[Written request]:
Extract the lines of the records between the line holding "red pattern textile." and the line holding "[402,62,456,111]", inclusive, and reproduce them without any change.

[Provided records]:
__________________________________________________

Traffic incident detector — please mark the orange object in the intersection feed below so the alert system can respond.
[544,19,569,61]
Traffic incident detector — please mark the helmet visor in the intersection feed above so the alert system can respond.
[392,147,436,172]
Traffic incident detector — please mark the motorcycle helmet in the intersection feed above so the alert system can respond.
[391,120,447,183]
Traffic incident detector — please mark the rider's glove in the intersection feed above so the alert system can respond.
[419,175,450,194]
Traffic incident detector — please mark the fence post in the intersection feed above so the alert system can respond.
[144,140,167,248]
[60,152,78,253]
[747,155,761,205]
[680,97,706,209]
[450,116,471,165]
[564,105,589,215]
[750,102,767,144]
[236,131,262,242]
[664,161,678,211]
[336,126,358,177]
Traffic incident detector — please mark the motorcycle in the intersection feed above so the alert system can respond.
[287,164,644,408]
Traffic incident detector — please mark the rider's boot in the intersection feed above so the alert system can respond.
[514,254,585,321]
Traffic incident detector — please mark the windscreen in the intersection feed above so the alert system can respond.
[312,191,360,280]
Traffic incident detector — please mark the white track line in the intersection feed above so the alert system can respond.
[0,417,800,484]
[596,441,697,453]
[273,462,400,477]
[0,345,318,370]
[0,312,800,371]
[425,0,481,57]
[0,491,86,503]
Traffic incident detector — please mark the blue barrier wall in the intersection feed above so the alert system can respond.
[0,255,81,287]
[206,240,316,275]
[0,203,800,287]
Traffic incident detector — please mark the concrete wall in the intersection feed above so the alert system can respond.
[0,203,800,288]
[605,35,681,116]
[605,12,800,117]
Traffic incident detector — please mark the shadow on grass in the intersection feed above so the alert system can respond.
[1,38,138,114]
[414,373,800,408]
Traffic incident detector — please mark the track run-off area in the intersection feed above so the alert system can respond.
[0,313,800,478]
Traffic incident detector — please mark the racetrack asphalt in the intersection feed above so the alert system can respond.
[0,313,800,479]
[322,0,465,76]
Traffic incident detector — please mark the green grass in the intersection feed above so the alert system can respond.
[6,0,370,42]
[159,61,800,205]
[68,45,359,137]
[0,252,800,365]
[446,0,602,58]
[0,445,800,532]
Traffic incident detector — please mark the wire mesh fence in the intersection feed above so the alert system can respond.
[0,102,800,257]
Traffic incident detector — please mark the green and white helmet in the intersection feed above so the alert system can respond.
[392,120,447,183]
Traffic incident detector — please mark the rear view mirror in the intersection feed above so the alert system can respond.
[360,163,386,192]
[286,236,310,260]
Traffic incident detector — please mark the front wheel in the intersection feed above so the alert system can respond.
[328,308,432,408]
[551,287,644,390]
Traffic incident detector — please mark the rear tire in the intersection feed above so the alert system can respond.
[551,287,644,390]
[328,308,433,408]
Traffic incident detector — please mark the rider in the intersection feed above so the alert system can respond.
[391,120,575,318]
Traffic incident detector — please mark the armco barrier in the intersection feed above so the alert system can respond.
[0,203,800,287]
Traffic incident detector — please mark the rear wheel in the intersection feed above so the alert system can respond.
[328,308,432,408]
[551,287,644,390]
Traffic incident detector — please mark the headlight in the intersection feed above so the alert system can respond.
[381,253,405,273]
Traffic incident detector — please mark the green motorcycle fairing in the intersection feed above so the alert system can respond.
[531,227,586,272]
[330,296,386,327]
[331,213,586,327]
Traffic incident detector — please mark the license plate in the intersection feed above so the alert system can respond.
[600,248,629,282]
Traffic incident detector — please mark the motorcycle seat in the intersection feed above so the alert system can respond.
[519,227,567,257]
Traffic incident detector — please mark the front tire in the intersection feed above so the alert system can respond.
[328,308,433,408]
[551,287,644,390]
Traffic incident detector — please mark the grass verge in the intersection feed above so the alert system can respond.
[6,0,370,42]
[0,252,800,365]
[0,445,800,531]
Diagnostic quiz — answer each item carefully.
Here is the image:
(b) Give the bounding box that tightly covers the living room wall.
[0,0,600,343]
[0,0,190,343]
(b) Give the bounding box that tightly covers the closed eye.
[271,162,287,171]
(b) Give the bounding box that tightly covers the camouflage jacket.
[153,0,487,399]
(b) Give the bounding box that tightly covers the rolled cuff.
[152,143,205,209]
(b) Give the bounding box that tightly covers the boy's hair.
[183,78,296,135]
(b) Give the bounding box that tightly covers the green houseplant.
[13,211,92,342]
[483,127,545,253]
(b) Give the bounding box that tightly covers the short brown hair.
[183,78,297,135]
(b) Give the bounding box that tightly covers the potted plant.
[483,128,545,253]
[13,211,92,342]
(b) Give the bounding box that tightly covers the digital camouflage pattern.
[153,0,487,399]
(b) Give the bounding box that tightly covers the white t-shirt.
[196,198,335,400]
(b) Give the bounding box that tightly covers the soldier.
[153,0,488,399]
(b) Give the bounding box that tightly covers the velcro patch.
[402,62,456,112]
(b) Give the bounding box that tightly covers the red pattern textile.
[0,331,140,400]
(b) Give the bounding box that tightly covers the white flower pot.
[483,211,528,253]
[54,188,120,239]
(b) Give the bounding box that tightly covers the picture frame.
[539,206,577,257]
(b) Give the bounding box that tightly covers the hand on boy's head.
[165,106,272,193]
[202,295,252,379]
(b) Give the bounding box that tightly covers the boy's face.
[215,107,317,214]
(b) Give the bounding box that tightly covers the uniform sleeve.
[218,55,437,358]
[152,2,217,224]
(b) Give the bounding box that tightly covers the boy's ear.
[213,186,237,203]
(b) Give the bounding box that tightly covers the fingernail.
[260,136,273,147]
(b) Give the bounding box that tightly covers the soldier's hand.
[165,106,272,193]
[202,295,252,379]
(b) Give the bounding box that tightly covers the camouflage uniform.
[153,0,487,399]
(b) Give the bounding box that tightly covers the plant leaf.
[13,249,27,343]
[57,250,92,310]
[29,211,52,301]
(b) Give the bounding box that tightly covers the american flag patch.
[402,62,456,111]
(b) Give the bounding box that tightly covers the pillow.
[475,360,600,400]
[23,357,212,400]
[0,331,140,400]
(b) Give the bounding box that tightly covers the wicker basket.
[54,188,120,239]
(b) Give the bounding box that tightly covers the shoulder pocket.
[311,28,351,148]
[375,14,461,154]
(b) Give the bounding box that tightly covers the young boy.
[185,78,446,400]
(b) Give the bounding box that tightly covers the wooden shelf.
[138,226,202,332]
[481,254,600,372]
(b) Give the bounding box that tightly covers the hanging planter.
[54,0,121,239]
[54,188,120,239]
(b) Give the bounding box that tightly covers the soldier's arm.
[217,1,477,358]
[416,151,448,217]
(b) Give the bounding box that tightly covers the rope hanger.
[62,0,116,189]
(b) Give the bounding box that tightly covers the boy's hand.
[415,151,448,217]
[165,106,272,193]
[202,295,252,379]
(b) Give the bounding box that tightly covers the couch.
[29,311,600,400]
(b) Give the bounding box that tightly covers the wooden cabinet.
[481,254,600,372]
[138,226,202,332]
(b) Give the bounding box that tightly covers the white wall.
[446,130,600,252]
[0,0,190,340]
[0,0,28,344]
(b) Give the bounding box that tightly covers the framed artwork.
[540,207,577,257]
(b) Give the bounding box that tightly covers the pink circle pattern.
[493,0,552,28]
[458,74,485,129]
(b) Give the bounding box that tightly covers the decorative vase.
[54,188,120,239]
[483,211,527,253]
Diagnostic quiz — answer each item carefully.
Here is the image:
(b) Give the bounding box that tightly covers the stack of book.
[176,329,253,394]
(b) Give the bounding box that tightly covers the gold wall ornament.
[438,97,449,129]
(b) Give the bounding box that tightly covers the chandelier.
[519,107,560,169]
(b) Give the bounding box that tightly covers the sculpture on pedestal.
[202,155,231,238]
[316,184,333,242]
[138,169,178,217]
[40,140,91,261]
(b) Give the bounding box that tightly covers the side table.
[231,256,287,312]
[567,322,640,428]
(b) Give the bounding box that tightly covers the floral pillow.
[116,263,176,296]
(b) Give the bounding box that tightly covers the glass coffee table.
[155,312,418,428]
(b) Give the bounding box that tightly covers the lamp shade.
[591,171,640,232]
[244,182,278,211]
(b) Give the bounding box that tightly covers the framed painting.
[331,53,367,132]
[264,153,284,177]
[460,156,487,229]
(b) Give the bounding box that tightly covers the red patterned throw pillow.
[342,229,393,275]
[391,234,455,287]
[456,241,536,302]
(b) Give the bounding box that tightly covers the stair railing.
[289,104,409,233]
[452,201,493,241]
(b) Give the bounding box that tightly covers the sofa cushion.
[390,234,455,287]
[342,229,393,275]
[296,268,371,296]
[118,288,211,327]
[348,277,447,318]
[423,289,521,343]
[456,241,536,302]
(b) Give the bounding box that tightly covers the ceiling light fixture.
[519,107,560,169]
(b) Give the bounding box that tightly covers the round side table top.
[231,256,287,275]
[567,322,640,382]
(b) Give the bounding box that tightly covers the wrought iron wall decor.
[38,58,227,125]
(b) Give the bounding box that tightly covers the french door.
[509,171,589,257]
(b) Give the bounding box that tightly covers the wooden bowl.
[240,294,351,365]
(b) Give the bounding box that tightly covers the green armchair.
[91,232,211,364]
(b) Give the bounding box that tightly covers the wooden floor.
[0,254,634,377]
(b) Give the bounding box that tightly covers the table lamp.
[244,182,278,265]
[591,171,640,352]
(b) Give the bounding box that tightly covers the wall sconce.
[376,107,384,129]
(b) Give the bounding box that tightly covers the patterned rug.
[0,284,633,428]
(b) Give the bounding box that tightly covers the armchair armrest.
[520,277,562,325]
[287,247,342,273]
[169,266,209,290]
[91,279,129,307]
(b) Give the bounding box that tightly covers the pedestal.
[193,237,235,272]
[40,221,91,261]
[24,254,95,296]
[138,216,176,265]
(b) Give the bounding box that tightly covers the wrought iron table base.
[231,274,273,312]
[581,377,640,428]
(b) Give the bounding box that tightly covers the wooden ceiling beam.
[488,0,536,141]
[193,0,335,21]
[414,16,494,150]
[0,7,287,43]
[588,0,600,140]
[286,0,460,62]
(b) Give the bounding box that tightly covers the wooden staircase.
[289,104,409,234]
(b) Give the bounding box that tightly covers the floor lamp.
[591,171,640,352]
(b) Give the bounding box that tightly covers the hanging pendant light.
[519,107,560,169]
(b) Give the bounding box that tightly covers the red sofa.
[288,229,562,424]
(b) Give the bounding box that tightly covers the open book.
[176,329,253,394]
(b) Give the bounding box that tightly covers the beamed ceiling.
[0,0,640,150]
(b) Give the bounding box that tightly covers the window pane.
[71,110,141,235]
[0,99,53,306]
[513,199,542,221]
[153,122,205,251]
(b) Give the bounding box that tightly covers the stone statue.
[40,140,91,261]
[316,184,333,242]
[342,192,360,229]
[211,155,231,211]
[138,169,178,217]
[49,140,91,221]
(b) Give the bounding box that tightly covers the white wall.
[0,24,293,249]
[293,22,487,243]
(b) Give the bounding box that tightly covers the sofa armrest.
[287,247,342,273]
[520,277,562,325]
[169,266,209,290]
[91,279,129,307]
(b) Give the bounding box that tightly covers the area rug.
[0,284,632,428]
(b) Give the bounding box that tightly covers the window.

__________________________________________________

[Finished exercise]:
(b) Give the bounding box that tightly covers the red pattern textile.
[0,331,140,400]
(b) Give the bounding box that tightly covers the white flower pot.
[483,211,528,253]
[54,188,120,239]
(b) Give the bounding box that tightly covers the picture frame.
[539,206,577,257]
(b) Give the bounding box that tightly covers the hand on boy's head.
[165,106,272,193]
[202,295,252,379]
(b) Give the bounding box that tightly covers the boy's face.
[215,107,317,214]
(b) Give the bounding box that tightly covers the uniform sleeve.
[218,55,437,358]
[152,2,217,224]
(b) Give the bounding box that tightly covers the boy's ear.
[213,186,237,203]
(b) Give the bounding box that tightly covers the fingernail.
[260,136,273,147]
(b) Give the bounding box that tightly covers the soldier's hand.
[165,106,272,193]
[202,295,252,379]
(b) Give the bounding box that tightly covers the camouflage uniform.
[153,0,487,399]
(b) Give the bounding box that tightly covers the plant leaf.
[13,249,27,343]
[57,250,92,310]
[29,211,52,301]
(b) Give the bounding box that tightly covers the american flag patch.
[402,62,456,111]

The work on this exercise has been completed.